## Required work
Answer these questions using the passage below on record greenhouse gas emissions:
1. How many gigatonnes of carbon dioxide went into the atmosphere in 2010, according to the International Energy Agency?
2. In which city was COP16 held?
3. What limit on the rise of global mean temperatures was agreed at COP16?

Just about at the time that climate negotiators started packing their suitcases and boarding planes to Durban for the United Nations Framework Convention on Climate Change’s seventeenth Conference of the Parties (COP17), the Paris-based International Energy Agency (IEA) released troubling figures. Data published by the agency earlier in November showed greenhouse gas emissions were at record levels in 2010: 30.4 gigatonnes of carbon dioxide escaped into the atmosphere last year – 1.6Gt (5,3%) more than in 2009, pushing carbon levels to their highest levels yet. The rapid rise occurred even as economic turmoil enveloped global markets.
The data mean that one of the mainstay agreements reached at the COP 16 last year in Cancún – to limit the rise of global mean temperatures at 2 degrees Celsius compare to pre-industrial levels – is already compromised. Nicholas Stern, author of the seminal Review on the economics of climate change, for one, says IEA’s figures mean the emissions reduction trajectory is back on the “business as usual” path, which means all efforts towards curbing carbon output since the inception of negotiations have been futile.

## Data excerpt
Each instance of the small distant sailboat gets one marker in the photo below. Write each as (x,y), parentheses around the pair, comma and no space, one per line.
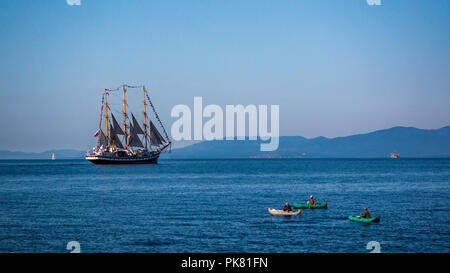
(394,155)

## Written response
1. 30.4 gigatonnes
2. Cancún
3. 2 degrees Celsius